Monday, 25 de November de 2024 ISSN 1519-7670 - Ano 24 - nº 1315

O inferno por testemunha

Erick Kabendera, 35, jornalista investigativo da Tanzânia, tem sido perseguido após testemunhar contra o maior empresário de comunicações de seu país. O governo ameaça cassar a cidadania de Kabendera, que escreve para os jornais britânicos The Guardian e The Times e para a Economist Intelligence Unit, parte do grupo Economist.

Eu recebi uma ligação de um amigo em janeiro, dizendo que meus pais tinham sido presos. Meu pai tem 77 anos, e minha mãe, 75. Os policiais os interrogaram por mais de 12 horas. Eles tiveram de ir ao cemitério e provar que nossos antepassados nasceram na Tanzânia.

O governo usa isso para nos intimidar: afirma que temos de provar ter nascido mesmo na Tanzânia, senão podemos ser expulsos.

Minha família vive há gerações na Tanzânia, isso é ridículo. Os agentes de imigração disseram aos meus pais que eu estava sendo investigado e podia ter minha cidadania revogada porque havia suspeitas de que eu era um espião dos britânicos. Eles ficaram lá dois dias.

O inferno começou em janeiro, depois que voltei do Reino Unido. Em dezembro do ano passado, fui a Londres para testemunhar contra Reginald Mengi, o maior empresário de comunicações da Tanzânia, dono do jornal tanzaniano “The Guardian”.

Carta ao governo

Mengi estava processando o casal britânico Stewart Middleton e Sarah Hermitage por calúnia e difamação.

O casal tinha uma fazenda em Arusha, uma joint-venture com o irmão de Mengi, Benjamin. Ele quis desfazer a sociedade, o casal não quis. Passaram a ser perseguidos, até que foram expulsos do país.

O jornal de Mengi dava matérias todos os dias sobre o caso, defendendo Benjamin.

O casal voltou para o Reino Unido e começou a escrever um blog, em que acusava Mengi de usar seu jornal para proteger o irmão. Mengi, que é próximo do governo, os processou na justiça britânica.

O casal precisava de um jornalista que tivesse trabalhado no jornal para testemunhar que ele não era independente. Eu trabalhei lá por um ano. Decidi testemunhar.

Mengi perdeu o processo.

Quando voltei para a Tanzânia, o governo ameaçou cassar minha cidadania, dizendo que podiam provar que nem eu, nem meus pais havíamos nascido na Tanzânia. Se isso acontecer, eu vou ficar apátrida, porque eles tiram meu passaporte e me expulsam.

Desde que voltei, minha casa foi arrombada quatro vezes –reviraram todos os meus documentos e meu computador. [Em maio, o Ministério do Interior justificou a ação contra Kabendera e sua família dizendo que havia “irregularidades” no passaporte do jornalista, negando ainda qualquer relação com o caso Mengi].

^^^^^^^^

> **INSTRUÇÕES DO EXERCÍCIO**
1. Transcreva, sem nenhuma alteração, o trecho do texto sobre a perseguição a Erick Kabendera que vai de "Minha família vive" a "caso, defendendo Benjamin.".
2. Dê continuidade ao texto sobre a perseguição a Erick Kabendera, começando logo depois da última frase apresentada.

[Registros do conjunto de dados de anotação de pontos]
^^^^^^^^

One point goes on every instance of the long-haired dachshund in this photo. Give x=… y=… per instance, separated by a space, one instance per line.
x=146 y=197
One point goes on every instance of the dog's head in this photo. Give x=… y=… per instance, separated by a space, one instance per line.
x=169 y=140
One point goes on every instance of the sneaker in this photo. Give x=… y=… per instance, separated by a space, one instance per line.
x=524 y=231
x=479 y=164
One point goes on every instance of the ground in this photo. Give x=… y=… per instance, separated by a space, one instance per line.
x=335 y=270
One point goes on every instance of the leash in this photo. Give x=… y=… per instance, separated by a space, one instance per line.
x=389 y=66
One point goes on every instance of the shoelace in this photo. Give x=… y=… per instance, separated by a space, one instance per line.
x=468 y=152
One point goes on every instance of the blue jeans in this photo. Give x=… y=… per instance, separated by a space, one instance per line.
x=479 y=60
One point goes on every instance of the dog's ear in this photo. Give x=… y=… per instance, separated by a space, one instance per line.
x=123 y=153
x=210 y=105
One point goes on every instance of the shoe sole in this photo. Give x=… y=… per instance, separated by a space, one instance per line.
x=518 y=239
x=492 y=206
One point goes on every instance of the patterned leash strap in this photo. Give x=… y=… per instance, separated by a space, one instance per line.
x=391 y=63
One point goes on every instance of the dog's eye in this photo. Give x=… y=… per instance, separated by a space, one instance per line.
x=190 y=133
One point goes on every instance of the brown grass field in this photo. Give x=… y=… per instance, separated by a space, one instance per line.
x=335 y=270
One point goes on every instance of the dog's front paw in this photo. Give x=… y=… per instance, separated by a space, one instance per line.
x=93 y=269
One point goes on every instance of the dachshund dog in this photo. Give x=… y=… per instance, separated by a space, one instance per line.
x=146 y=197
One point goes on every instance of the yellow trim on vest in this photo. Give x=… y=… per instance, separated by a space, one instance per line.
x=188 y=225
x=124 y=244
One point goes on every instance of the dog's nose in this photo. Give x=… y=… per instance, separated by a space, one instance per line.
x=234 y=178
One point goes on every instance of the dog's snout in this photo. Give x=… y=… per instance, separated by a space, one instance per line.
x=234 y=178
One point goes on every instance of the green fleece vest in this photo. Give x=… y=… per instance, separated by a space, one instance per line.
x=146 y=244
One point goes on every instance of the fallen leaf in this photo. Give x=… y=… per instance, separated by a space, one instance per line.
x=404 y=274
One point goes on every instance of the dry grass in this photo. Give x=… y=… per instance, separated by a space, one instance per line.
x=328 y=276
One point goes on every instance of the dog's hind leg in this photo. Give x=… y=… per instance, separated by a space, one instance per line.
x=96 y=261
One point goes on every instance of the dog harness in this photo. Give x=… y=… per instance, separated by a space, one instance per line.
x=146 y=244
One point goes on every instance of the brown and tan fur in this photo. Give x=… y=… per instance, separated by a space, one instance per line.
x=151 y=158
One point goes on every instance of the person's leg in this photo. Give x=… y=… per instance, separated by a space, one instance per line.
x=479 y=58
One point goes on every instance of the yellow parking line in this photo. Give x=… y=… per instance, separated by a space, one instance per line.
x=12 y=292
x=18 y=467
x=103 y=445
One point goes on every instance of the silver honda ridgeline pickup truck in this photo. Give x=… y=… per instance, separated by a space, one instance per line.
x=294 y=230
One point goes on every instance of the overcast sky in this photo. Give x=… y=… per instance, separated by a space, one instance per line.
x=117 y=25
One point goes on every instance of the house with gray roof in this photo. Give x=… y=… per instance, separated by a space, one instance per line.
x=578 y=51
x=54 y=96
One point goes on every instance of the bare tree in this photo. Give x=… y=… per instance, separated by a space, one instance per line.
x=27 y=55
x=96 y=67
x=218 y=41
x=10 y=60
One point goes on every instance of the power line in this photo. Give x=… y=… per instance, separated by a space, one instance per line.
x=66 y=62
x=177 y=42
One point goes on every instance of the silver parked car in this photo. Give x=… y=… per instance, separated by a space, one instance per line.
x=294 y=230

^^^^^^^^

> **RESPOSTAS EM ORDEM**
1.
Minha família vive há gerações na Tanzânia, isso é ridículo. Os agentes de imigração disseram aos meus pais que eu estava sendo investigado e podia ter minha cidadania revogada porque havia suspeitas de que eu era um espião dos britânicos. Eles ficaram lá dois dias.

O inferno começou em janeiro, depois que voltei do Reino Unido. Em dezembro do ano passado, fui a Londres para testemunhar contra Reginald Mengi, o maior empresário de comunicações da Tanzânia, dono do jornal tanzaniano “The Guardian”.

Carta ao governo

Mengi estava processando o casal britânico Stewart Middleton e Sarah Hermitage por calúnia e difamação.

O casal tinha uma fazenda em Arusha, uma joint-venture com o irmão de Mengi, Benjamin. Ele quis desfazer a sociedade, o casal não quis. Passaram a ser perseguidos, até que foram expulsos do país.

O jornal de Mengi dava matérias todos os dias sobre o caso, defendendo Benjamin.

2.
Eu gastei centenas de dólares para instalar câmeras de segurança e arame farpado na minha casa, em Dar es Salaam.

Em abril, resolvi sair do país, estava com medo de ser preso. Fiquei três meses fora, no Reino Unido e na África do Sul.

A ONG “Repórteres Sem Fronteiras” mandou uma carta para o governo, dizendo que a perseguição tinha de parar. Se não fosse a interferência do Reino Unido e de entidades de direitos humanos, estaria morto ou fugindo para o aeroporto.

Direito de ficar

Existe uma imagem enganosa de que a Tanzânia é uma ilha de democracia na África.

Acabaram de fechar dois dos jornais de maior circulação no país. Um deles, o “Mtanzania”, foi acusado de “incitar o ódio”, porque publicou uma foto de policiais com cachorros perto de mesquitas, quando houve protestos dos muçulmanos em julho. Mas era verdade, os policiais foram lá mesmo com cachorros.

O outro, “Mwananchi”, foi fechado porque publicou uma reportagem sobre os salários dos servidores públicos. Isso é um absurdo.

Um dos meus melhores amigos, o jornalista Absalom Kibanda, foi brutalmente atacado em março. Tentaram arrancar um dos olhos dele e cortaram dois dedos com uma machete.

Ele vinha criticando o governo. Foi o quinto atacado em seis meses.

Meus amigos dizem que eu posso ser assassinado, que deveria ficar fora do país até o próximo governo assumir (em 2016). Mas eu não quero deixar a Tanzânia.

Eu tenho o direito de ficar aqui. É aqui que está minha família: minha mulher e meu filho, Cahal. Ele tem 8 meses e adora os Teletubbies.

Mesmo assim, sempre carrego meu passaporte, caso minha mulher me ligue e diga: não volte para casa, eles estão aqui.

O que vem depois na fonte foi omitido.